Goal
Show every line in the items below that contains the string "drain".

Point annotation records

****************

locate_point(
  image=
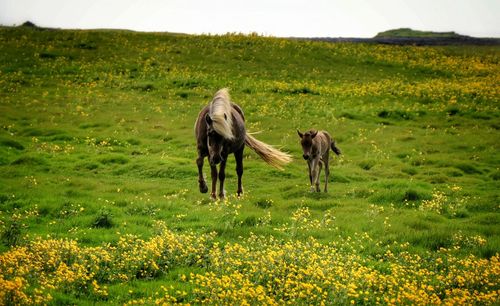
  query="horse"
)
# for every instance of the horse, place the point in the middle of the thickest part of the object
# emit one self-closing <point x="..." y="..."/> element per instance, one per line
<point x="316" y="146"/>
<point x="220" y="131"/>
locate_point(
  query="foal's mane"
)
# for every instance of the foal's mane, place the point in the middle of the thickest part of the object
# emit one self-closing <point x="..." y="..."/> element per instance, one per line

****************

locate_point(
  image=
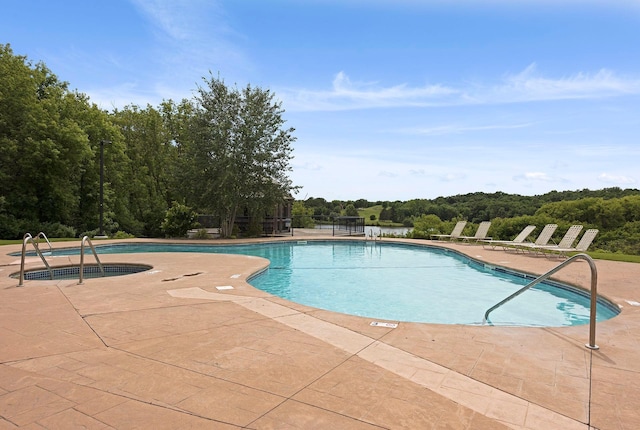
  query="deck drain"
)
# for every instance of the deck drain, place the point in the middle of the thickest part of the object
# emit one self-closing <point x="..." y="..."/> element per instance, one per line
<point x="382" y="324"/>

****************

Answer in full
  query="deck drain"
# for every instance of the deck drain, place the point in the middle of the thickest part of the object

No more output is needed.